**Goal of the exercise:**
Every line with the string "ornament" should be copied from the data.

**Material for this exercise:**
---+---
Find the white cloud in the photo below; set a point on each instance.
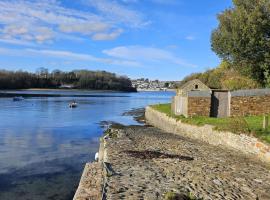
(190, 37)
(107, 36)
(146, 54)
(117, 12)
(47, 54)
(63, 54)
(45, 20)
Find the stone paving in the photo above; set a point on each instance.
(175, 163)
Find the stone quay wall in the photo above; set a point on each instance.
(250, 105)
(246, 144)
(199, 106)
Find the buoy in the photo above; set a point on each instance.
(96, 157)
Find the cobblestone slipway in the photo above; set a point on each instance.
(149, 162)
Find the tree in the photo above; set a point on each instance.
(243, 38)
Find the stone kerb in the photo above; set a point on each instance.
(244, 143)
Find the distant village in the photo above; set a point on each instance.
(143, 84)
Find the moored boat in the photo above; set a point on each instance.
(73, 105)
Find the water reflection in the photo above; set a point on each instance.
(44, 144)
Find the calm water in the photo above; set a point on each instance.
(44, 144)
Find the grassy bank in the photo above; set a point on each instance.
(250, 125)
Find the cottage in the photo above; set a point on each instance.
(194, 98)
(187, 101)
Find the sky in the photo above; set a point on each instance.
(156, 39)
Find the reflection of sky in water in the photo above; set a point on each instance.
(43, 136)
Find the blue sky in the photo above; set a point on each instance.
(156, 39)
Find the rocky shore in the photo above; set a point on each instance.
(143, 162)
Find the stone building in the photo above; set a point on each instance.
(196, 99)
(192, 98)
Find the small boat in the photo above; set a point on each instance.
(73, 105)
(20, 98)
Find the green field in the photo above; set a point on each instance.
(250, 125)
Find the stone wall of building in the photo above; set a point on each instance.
(241, 142)
(249, 105)
(199, 106)
(199, 103)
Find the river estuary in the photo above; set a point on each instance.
(44, 144)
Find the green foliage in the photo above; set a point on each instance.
(81, 79)
(243, 38)
(224, 77)
(246, 125)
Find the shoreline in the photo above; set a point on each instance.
(144, 162)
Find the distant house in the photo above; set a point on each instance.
(194, 98)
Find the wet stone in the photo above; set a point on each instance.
(149, 163)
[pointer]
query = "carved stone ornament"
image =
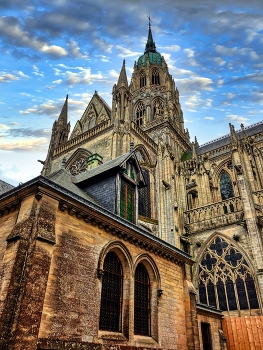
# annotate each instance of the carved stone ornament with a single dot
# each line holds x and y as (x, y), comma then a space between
(78, 166)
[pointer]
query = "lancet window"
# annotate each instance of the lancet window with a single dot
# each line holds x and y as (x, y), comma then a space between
(225, 279)
(142, 79)
(140, 113)
(142, 320)
(127, 201)
(155, 76)
(144, 203)
(226, 186)
(111, 294)
(158, 107)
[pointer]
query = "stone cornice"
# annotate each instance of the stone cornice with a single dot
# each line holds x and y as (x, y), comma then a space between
(94, 214)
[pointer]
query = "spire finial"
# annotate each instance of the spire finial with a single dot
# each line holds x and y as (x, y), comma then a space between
(132, 146)
(149, 18)
(150, 45)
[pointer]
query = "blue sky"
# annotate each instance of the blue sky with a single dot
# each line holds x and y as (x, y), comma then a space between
(49, 49)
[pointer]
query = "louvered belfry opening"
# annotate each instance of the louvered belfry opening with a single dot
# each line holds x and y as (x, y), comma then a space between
(142, 322)
(111, 294)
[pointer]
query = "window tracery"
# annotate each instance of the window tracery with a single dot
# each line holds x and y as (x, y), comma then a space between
(142, 79)
(226, 186)
(158, 107)
(141, 301)
(144, 201)
(140, 113)
(111, 294)
(155, 76)
(225, 279)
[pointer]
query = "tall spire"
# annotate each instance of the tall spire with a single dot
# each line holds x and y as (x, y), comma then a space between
---+---
**Answer section:**
query = "carved stone ornament"
# annotate each instance of the carved stone ornament with a single dot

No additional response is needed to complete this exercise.